- Task instructions:
Repeat the data exactly as it appears.

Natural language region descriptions
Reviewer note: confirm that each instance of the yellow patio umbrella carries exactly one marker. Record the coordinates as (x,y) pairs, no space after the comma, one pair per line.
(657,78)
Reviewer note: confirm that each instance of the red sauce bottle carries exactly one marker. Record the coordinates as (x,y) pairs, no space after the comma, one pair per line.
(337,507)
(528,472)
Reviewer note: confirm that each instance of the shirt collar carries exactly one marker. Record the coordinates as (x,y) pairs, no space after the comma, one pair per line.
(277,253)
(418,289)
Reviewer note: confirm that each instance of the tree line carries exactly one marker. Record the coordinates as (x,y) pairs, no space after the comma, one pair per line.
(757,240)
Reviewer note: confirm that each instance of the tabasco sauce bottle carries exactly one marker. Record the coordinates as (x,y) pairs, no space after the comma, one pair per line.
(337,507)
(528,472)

- Output of the task:
Reviewer note: confirm that each instance of the yellow patio umbrella carries exactly one marker. Record the coordinates as (x,y) pairs, no space after the comma, one pair per line.
(657,78)
Reviewer note: confirm that each instance of the red sauce bottle carries exactly one marker. Record the coordinates as (x,y) pairs, no space after the comma, one pair per line.
(337,507)
(528,472)
Reviewer note: confirm that each instance of the shirt collar carries exactly one marker. Record the coordinates as (x,y) pairs, no space after the comma, one pair per line.
(277,253)
(418,289)
Reviewer note: confirm that each instance of the tree line carries exactly one marker. Record the coordinates as (x,y) pairs, no space after the comma, one pair per line.
(757,240)
Reviewer note: confirm that each instance of the tabasco sauce bottle carries exactly one marker. Record the coordinates as (x,y) pairs, no space after the comma, one pair per line.
(337,507)
(528,472)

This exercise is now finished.